Given data:
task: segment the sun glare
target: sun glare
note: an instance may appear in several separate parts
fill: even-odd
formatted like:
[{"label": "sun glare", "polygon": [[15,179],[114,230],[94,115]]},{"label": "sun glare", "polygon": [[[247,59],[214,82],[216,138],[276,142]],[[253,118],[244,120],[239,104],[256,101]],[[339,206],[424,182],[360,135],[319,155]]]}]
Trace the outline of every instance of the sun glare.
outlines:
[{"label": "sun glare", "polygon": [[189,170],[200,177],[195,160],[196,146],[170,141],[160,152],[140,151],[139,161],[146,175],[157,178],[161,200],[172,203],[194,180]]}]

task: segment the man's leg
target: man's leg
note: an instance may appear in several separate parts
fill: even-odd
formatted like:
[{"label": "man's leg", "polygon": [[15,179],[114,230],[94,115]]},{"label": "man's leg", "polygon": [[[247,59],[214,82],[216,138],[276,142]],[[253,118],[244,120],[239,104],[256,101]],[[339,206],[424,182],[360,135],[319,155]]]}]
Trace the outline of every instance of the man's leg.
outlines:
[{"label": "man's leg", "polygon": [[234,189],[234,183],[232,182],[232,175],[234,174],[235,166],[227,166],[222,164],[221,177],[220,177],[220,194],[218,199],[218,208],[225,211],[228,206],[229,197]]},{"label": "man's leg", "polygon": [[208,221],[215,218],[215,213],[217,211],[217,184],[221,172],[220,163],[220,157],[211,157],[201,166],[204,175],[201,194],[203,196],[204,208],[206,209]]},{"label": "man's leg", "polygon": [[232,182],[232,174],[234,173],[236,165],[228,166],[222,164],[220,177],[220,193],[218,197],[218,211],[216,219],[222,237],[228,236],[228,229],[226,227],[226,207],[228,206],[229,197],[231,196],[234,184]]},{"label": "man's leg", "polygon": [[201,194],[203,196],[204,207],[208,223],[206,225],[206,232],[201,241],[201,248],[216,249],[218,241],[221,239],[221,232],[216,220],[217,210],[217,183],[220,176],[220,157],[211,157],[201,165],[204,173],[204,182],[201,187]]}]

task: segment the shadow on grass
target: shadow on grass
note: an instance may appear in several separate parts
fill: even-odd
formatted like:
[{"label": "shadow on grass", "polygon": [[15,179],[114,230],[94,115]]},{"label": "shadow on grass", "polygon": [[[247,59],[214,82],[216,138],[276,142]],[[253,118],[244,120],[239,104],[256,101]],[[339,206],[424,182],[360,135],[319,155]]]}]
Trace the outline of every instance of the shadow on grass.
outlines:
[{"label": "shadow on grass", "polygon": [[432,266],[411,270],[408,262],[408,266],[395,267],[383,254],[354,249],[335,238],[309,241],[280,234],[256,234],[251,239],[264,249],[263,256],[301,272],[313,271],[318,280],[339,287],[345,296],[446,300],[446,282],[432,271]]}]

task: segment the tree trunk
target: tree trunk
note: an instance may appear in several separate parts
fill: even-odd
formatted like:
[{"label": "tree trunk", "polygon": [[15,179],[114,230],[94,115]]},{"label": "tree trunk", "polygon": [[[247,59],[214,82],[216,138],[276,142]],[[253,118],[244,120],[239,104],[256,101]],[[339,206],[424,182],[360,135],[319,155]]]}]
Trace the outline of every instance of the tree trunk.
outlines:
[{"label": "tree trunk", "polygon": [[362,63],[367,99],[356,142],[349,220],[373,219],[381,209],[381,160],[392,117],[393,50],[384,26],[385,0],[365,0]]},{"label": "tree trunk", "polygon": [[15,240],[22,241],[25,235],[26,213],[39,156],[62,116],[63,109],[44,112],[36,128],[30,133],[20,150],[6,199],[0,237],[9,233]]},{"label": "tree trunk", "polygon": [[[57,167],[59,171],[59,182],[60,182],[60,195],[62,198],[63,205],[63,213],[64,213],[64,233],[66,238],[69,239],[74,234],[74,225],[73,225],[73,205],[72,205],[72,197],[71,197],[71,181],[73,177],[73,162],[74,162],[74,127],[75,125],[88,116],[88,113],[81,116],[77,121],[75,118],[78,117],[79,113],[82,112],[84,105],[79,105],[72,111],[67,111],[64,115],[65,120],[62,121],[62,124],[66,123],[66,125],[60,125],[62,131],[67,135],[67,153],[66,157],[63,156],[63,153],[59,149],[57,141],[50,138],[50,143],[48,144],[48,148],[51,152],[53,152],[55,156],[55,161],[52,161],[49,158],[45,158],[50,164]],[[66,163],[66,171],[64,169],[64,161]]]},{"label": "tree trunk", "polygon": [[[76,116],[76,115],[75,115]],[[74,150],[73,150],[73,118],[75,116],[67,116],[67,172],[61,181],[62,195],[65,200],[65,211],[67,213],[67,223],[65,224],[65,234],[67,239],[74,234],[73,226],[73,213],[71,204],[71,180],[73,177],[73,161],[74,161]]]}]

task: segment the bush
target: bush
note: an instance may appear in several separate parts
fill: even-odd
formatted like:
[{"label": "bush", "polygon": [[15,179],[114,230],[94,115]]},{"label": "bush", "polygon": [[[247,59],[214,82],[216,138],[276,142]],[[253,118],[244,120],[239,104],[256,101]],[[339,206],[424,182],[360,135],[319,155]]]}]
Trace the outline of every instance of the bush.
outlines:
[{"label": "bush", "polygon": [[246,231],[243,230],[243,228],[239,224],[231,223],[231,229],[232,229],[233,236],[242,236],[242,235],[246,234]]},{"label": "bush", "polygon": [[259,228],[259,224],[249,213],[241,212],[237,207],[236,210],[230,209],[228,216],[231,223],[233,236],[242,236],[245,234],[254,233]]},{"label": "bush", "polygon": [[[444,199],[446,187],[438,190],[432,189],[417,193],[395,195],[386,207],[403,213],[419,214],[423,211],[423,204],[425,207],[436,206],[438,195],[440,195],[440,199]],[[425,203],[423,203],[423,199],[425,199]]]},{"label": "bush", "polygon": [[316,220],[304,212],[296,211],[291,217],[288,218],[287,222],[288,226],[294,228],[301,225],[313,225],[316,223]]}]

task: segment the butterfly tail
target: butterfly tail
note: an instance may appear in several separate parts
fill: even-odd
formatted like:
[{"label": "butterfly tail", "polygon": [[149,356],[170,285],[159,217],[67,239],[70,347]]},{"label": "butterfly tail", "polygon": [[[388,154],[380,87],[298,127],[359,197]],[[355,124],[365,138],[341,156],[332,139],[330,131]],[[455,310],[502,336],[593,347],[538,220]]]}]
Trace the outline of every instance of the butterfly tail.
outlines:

Work order:
Copy out every line from the material above where the string "butterfly" turns up.

Task output:
task: segment the butterfly tail
target: butterfly tail
[{"label": "butterfly tail", "polygon": [[149,356],[170,285],[159,217],[67,239],[70,347]]},{"label": "butterfly tail", "polygon": [[[388,154],[380,87],[298,127],[359,197]],[[355,124],[365,138],[341,156],[332,139],[330,131]],[[455,310],[502,336],[593,347],[538,220]]]}]
Trace the outline of every instance of the butterfly tail.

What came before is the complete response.